__INSTRUCTION__: Copy the data exactly; pictures stay out of the copy.
─── ENTRIES SUPPLIED ───
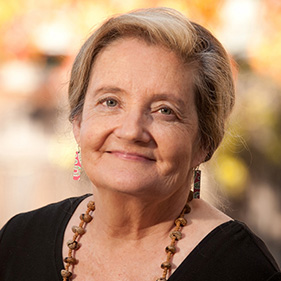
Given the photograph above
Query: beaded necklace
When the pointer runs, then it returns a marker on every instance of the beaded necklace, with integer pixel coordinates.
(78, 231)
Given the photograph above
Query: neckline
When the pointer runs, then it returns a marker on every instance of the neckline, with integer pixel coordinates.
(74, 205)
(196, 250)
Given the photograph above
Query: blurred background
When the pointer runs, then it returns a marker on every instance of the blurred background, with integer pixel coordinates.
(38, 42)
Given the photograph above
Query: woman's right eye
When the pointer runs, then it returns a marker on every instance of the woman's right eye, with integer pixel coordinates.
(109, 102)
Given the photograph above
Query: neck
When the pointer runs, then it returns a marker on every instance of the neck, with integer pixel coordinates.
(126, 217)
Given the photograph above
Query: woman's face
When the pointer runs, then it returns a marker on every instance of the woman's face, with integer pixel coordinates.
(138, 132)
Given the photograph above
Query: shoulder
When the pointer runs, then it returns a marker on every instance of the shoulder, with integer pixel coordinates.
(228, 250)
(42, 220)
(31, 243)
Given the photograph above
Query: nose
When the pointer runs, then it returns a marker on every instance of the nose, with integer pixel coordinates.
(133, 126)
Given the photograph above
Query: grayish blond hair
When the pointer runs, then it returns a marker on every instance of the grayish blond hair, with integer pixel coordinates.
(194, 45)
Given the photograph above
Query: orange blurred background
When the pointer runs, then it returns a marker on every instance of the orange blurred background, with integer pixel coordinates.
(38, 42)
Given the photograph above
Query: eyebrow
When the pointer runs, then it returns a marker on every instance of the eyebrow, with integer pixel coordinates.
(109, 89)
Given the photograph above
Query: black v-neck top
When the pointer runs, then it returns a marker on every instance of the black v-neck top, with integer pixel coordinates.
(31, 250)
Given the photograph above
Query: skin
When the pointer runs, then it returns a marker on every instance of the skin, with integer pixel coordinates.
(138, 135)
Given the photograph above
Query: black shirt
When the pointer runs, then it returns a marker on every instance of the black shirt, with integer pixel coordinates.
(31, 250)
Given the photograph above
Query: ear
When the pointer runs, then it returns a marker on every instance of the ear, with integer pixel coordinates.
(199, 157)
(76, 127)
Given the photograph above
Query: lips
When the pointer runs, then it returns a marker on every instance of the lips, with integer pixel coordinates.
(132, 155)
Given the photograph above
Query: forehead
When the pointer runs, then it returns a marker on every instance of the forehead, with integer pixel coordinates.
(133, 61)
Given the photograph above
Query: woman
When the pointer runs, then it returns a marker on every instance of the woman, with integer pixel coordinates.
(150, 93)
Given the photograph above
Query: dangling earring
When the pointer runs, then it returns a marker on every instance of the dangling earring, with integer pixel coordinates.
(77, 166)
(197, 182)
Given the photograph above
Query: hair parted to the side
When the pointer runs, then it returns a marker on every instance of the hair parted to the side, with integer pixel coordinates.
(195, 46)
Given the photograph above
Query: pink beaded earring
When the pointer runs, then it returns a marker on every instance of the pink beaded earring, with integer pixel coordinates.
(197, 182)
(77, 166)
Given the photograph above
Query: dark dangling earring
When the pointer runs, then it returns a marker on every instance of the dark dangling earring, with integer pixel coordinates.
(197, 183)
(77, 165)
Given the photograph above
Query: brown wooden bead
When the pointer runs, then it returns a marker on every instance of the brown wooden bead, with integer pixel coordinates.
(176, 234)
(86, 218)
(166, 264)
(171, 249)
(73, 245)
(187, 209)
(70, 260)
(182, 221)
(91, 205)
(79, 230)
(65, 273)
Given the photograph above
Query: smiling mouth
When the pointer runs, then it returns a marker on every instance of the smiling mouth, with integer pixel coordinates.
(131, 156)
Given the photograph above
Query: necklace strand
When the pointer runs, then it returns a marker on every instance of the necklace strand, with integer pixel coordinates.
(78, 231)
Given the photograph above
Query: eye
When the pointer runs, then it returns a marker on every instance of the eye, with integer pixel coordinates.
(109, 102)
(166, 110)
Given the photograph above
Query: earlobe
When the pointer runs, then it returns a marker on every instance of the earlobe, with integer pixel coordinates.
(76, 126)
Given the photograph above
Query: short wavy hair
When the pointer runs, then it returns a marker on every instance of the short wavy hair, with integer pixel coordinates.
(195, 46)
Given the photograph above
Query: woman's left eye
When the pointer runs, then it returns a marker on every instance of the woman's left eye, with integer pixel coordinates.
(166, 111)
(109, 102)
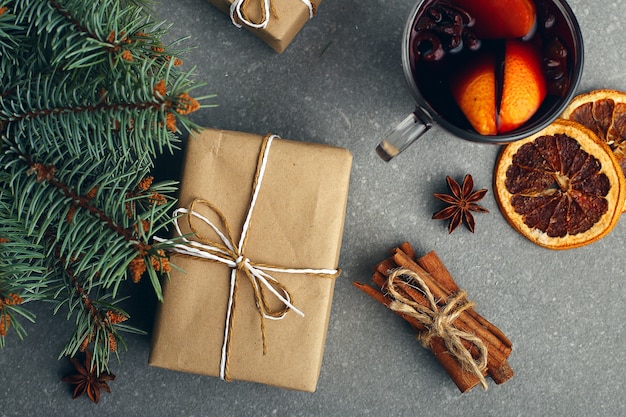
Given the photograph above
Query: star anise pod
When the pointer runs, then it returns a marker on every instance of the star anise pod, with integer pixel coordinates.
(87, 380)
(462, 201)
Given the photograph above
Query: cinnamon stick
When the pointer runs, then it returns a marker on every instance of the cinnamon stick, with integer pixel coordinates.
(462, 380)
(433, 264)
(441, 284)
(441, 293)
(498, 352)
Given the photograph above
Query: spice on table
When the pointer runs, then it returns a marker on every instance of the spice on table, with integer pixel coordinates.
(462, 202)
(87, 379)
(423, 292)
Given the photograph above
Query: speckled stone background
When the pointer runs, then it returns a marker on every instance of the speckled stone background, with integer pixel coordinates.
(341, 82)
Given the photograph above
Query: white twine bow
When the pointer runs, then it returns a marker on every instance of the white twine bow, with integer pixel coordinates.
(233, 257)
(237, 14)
───
__EXERCISE RESPONSE__:
Given the photograph above
Query: beaded necklace
When the pointer runs, then it returns a marker on every instance of the beaded necklace, with integer pixel coordinates.
(78, 231)
Given the photograph above
Query: neckline
When the pointer runs, then it returns a marker on every instance of the neckline, with integer pixel coordinates.
(74, 205)
(196, 250)
Given the photograph above
Query: blurred background
When the pointer runs, then it returns a marker on every instance of the blurred background, with integer pixel coordinates.
(38, 42)
Given the photograph above
Query: woman's right eye
When the pointer runs, then it returns a marker on every instance of the woman's right eye, with integer pixel coordinates.
(109, 102)
Given the photograph above
Query: neck
When the pointer runs, then it returns a marker on every instance of the neck, with integer pixel coordinates.
(126, 217)
Given the photograph above
Query: woman's face
When the pointer runs, then it returns a marker on every instance of the woman's face, with integer pixel coordinates.
(138, 132)
Given the photograph above
Query: shoulder
When the pointer runs, then it returns a marker on every instance of the shoulder, with integer pixel coordinates.
(228, 250)
(42, 220)
(31, 243)
Given the photograph above
Query: nose
When the pointer runs, then it returns a marker on every instance of the nose, with integer pixel coordinates.
(133, 126)
Given the photograph above
Query: grayish blond hair
When the pointer runs, then it returns a marker on every instance of the grayish blond hair, with integer pixel coordinates.
(194, 45)
Given the photograph above
Query: orange blurred background
When the pointer runs, then it returns a marker on every instance of the orange blurred background, with integer pixel coordinates.
(38, 42)
Given the photograph above
Query: eyebrow
When the pointer runs, then it returns a marker on every instance of the eyebrow, with integer pixel coordinates.
(109, 89)
Given the photograph above
Query: black v-neck top
When the pointer runs, then it returns a marker on every instance of the black v-neck top, with integer pixel coordinates.
(31, 250)
Given the photograph above
Query: skin
When the pointer runs, then it returns a marker on every instance of the skin, with integer pixel coordinates.
(138, 135)
Given the photograph above
Query: black shirt
When the pointer runs, then it returns a marker on every instance of the black shirt, with integer pixel coordinates.
(31, 250)
Given the photograph above
Query: ear
When the pointer runs, then it returns a marker on every instance of the ear, with integer pixel coordinates.
(199, 157)
(76, 127)
Given the photograph above
Query: lips
When the pointer runs, then it returns a marker on every instance of the lips, with integer pixel coordinates.
(132, 155)
Given the photograph above
Query: forehead
When the pointer runs, then it returns a marker on every instance of the forehead, with integer pixel coordinates.
(133, 61)
Given the photograph above
Query: woman
When the pointer runs, then it returns a marker on every instance of the woman, with integer pixel coordinates.
(150, 93)
Given the photograph above
Query: dangling earring
When the pointer runs, then it returns a marker on every instance of the dangling earring, with integer pixel coordinates.
(77, 166)
(197, 182)
Given the photograph above
Query: hair parted to the side
When the pointer runs, then it returns a marker on every instance of the hair parted to the side, with integer pixel coordinates.
(195, 46)
Given the photograph above
Query: pink beaded earring
When the pointer runs, then it returns a marker on every instance of the pink beaded earring, with integer pixel coordinates.
(197, 182)
(77, 166)
Given the photograph above
Query: dark dangling earring
When the pointer runs, then it returns a marker on every instance of the dark dangling earring, with integer pixel coordinates.
(197, 183)
(77, 165)
Given the photograph above
Query: brown wooden bead
When the pointer runs, then it returns a marker on every instance of the brown wooden bead, with integer pixel coordinates.
(176, 234)
(86, 218)
(166, 264)
(171, 249)
(73, 245)
(187, 209)
(70, 260)
(182, 221)
(91, 205)
(79, 230)
(65, 273)
Given the photograph above
Query: smiling mouth
When the pointer runs, then it returns a marker on every instance of the smiling mouth, with integer pixel coordinates.
(131, 156)
Given the photograph above
Query: necklace strand
When the pointer runs, then it returns a marker on every instance of the necklace strand, with integer pixel coordinates.
(78, 231)
Given the photograph above
Query: eye
When the pointer runs, then it returns a marker on every instance of the eye, with integer pixel coordinates.
(109, 102)
(166, 110)
Given the photograph above
Query: earlobe
When the pointer runs, then it returns a marker on every instance of the earlobe, with integer pixel coordinates.
(76, 126)
Given the photograph above
Query: short wavy hair
When the pointer runs, then it returns a marker on every instance of the short wavy hair, with integer pixel coordinates.
(195, 46)
Given the photograph above
Query: woman's left eye
When the pointer runs, then it returns a marker on every instance of the woman's left eye, with integer pixel coordinates.
(166, 111)
(109, 102)
Given the photograph above
Query: star anise pod
When the pointer runs, then it returns a marker on every instance of the star anise pod, with integer pixel coordinates.
(87, 380)
(462, 201)
Given the photograph above
Query: cinnamon stick
When the pointer runs, then it returns a marker on every instance of the cinnamon stick, with integer pixel coordinates.
(462, 380)
(433, 264)
(441, 284)
(441, 293)
(498, 352)
Given the photograph above
Query: spice on table
When the pointer runs, then it returns a marker on every instance of the spice on table, with integer pixel coordinates.
(462, 202)
(87, 379)
(423, 292)
Given the photograph above
Query: speckled stone background
When the pointer runs, then it returns a marker on every instance of the speckled stone background, with integer pixel coordinates.
(341, 82)
Given the photograph above
Query: white twine bow
When the pointer runs, then it returns a marker on every instance of the white twine bow, with integer pixel coordinates.
(233, 257)
(237, 14)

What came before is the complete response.